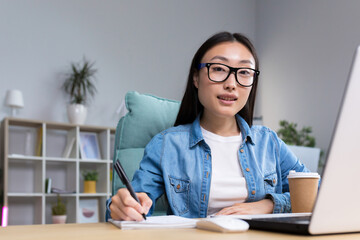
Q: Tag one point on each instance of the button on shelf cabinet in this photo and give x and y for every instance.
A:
(33, 151)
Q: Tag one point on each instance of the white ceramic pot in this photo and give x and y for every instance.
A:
(59, 219)
(77, 113)
(308, 156)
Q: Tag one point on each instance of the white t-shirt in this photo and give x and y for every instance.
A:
(228, 185)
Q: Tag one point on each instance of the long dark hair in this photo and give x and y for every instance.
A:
(190, 105)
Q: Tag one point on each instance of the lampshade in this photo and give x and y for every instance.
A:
(14, 99)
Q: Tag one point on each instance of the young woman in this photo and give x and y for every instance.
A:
(213, 161)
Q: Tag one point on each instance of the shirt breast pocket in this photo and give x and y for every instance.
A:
(180, 196)
(270, 182)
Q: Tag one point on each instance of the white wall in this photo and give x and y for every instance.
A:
(306, 48)
(137, 45)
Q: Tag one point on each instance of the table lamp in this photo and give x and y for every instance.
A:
(14, 100)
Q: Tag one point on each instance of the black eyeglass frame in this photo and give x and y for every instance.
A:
(207, 65)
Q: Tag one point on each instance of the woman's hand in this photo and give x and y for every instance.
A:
(261, 207)
(124, 207)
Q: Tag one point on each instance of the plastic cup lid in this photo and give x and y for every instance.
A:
(294, 174)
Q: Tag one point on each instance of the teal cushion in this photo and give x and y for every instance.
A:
(147, 116)
(130, 161)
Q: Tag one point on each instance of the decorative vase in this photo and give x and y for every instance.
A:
(59, 219)
(89, 186)
(77, 113)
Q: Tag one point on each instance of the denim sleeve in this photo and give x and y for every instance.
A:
(287, 162)
(148, 178)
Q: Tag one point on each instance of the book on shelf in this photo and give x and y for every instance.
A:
(48, 182)
(58, 190)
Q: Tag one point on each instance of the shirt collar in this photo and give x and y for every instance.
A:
(196, 134)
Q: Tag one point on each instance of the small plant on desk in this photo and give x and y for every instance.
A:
(90, 179)
(59, 211)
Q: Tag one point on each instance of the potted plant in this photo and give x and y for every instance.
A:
(301, 143)
(59, 211)
(80, 85)
(90, 179)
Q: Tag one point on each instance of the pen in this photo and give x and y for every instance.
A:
(124, 179)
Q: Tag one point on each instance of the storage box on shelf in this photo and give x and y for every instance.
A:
(35, 151)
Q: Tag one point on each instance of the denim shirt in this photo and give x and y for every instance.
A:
(177, 162)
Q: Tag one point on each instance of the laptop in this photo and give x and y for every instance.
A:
(337, 207)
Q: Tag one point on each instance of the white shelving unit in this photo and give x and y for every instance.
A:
(25, 169)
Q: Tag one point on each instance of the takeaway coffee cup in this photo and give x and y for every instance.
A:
(303, 190)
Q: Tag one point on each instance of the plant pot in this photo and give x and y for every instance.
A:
(77, 113)
(59, 219)
(89, 186)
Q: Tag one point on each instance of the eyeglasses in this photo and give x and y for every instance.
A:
(218, 72)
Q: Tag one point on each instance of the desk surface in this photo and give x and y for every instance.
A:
(89, 231)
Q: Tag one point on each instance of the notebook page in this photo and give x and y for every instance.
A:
(157, 222)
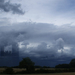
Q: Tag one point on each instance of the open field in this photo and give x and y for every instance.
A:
(43, 74)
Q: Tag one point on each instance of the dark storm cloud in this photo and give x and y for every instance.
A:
(52, 40)
(8, 7)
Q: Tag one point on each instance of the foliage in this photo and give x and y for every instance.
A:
(28, 64)
(72, 63)
(8, 70)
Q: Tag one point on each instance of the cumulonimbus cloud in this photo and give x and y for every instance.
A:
(8, 7)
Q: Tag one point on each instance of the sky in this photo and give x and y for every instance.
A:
(43, 30)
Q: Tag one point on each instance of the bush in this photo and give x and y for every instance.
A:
(8, 70)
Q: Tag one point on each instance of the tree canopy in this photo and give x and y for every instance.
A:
(27, 63)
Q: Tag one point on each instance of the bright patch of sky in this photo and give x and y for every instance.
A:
(58, 12)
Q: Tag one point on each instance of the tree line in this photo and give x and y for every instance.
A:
(29, 65)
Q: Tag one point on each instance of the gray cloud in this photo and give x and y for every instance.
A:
(39, 40)
(8, 7)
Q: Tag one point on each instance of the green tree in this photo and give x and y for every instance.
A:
(9, 70)
(72, 63)
(28, 64)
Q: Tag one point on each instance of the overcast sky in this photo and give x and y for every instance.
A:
(41, 28)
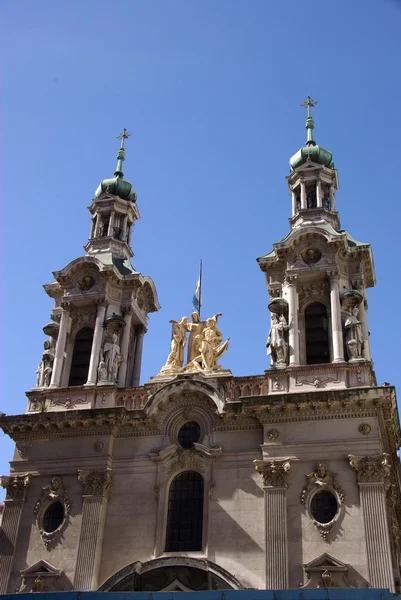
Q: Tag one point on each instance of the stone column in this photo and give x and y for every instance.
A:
(124, 229)
(336, 325)
(332, 197)
(93, 224)
(373, 476)
(124, 346)
(303, 194)
(318, 193)
(275, 474)
(95, 497)
(97, 224)
(110, 231)
(136, 372)
(60, 346)
(294, 203)
(17, 487)
(293, 332)
(365, 332)
(96, 343)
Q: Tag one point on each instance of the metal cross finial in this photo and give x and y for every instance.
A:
(123, 136)
(309, 103)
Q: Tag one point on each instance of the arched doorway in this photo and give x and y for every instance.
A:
(185, 513)
(81, 357)
(317, 334)
(171, 574)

################

▶ ABOUT THIS TASK: When you copy the data, keep every line exact and drop the pictures.

▶ COMPLETED EXERCISE:
Q: Tag one point on each instance of the button on shelf cabinet in this photo and give x and y for every instance.
A:
(33, 151)
Q: Tag one point on each instance of the white ceramic pot in this photo and give x and y for every instance.
A:
(59, 219)
(77, 113)
(308, 156)
Q: Tag one point on each instance of the white t-shirt in this photo and give x and y for every instance.
A:
(228, 185)
Q: Tag one point on each instance of the long dark hair in this photo and give x and y for every instance.
A:
(190, 105)
Q: Tag one point on each instance of the lampshade in this photo and give x and y for every instance.
A:
(14, 99)
Q: Tag one point on each instance of the young woman in this photo and give x and y for every instance.
A:
(213, 161)
Q: Tag one point on each instance of the shirt breast pocket in this photo and give x and y for every instance.
A:
(180, 196)
(270, 182)
Q: Tag one point on each instance of the white wall in this photo and give x and y for every instance.
A:
(306, 48)
(137, 45)
Q: Tag one point on each instance of the table lamp in this photo and give x and y for every instance.
A:
(14, 100)
Q: Tag one point on each instance of the black eyeglass frame in this photo and give x and y for every instance.
A:
(207, 65)
Q: Tag one point on each instance of the woman's hand in this photo and give x and y for every instance.
A:
(261, 207)
(124, 207)
Q: Tag one point on each instance of the plastic cup lid in this photo and give x and y for every instance.
A:
(294, 174)
Q: Tag one point on each instance of the teal cushion in this photo and give x and y for every instance.
A:
(147, 116)
(130, 161)
Q: Tag one point on each instance of the decorative vase in this photo and give x and y for every instance.
A:
(59, 219)
(89, 186)
(77, 113)
Q: Tag one point on each instance of the denim sleeve in this photo and give x and y for every instance.
A:
(287, 162)
(148, 178)
Q: Tag one point on each instance of the book on shelf in this photo and give x and y for every instance.
A:
(48, 182)
(58, 190)
Q: Tag one point on each instance of the shirt collar in this photo and give x and y for every instance.
A:
(196, 134)
Q: Tag one point on each instance of the small plant on desk in this photo and give x and y for every instance.
A:
(90, 179)
(59, 211)
Q: Tag one point on each instance of the potted plant in this photo and give x and y for every instance.
A:
(301, 143)
(59, 211)
(80, 85)
(90, 179)
Q: Tag one point on each instance of the pen in this photo and give x and y for every instance.
A:
(124, 179)
Q: Tag one point on each instance of the storage box on shelf in this photo and give x and y for every instance.
A:
(35, 151)
Q: Tag one point on each instance of the denim shirt in this photo and give x and y for every instance.
A:
(177, 162)
Q: Tag one point on each instance of the laptop in this photo and give x and y for every instance.
A:
(337, 207)
Q: Tag one point on each instance of the white shelving unit in this photo and give x and y for every instance.
A:
(25, 169)
Q: Tag one point on each instance of the takeaway coffee cup in this photo and give x and y for every instance.
A:
(303, 190)
Q: Tag one point on each instance of the plant pot in this photo and give x and y for every instance.
A:
(77, 113)
(59, 219)
(89, 186)
Q: Tag one point on each instance of the eyeglasses in this photo and give x and y for every instance.
A:
(218, 72)
Q: Tag one point on each instance of the desk surface in this photo and give x and y for every instance.
A:
(89, 231)
Q: Tag one point on each instance of the notebook page in this photo and give x and y for every instance.
A:
(157, 222)
Q: Tag one point on each instance of the open field in this photo and give x and y for every instance.
A:
(43, 74)
Q: Tag one point on each instance of the dark storm cloud in this photo and give x and y for every instance.
A:
(52, 40)
(8, 7)
Q: Tag one point on each instance of the foliage in this photo and give x and y for every instance.
A:
(28, 64)
(72, 63)
(8, 70)
Q: Tag one point on each instance of the cumulonimbus cloud in this photo and give x and y for every instance.
A:
(8, 7)
Q: Tag one point on each instance of the sky in this photo and give x and y for every instance.
A:
(43, 30)
Q: Tag one point on each instance of the bush in this photo and give x and y for every instance.
A:
(8, 70)
Q: Tag one point on each instance of the tree canopy in this photo and give x and y for every instance.
A:
(27, 63)
Q: Tag one point on each instance of the bright patch of sky in this photo and give x and y for every instance.
A:
(58, 12)
Q: Tag one point on each instance of the tree line in this photo and give x and y for every instance.
A:
(29, 65)
Q: Tag one point on each instance of the gray cloud in this photo and give x and y for every instance.
A:
(39, 40)
(8, 7)
Q: Tag one point on each instance of the green tree in this photo and give x and y for every instance.
A:
(9, 70)
(72, 63)
(28, 64)
Q: Tag one point on each instance of the overcast sky in this photo and give x and y for every instance.
A:
(41, 28)
Q: Tag one point on each instance of the stone column in this photo and give x and y for every instance.
A:
(124, 229)
(336, 325)
(332, 197)
(93, 224)
(373, 476)
(124, 346)
(303, 194)
(318, 193)
(275, 474)
(95, 497)
(97, 224)
(110, 231)
(136, 372)
(60, 346)
(294, 203)
(17, 487)
(293, 332)
(365, 332)
(96, 343)
Q: Tag one point on each instance of the metal cross finial in this photo and give x and y for every instance.
A:
(123, 136)
(309, 103)
Q: Tag one point on each instance of the arched doorway in this photo and give x and y for every instance.
A:
(185, 513)
(81, 357)
(317, 334)
(171, 574)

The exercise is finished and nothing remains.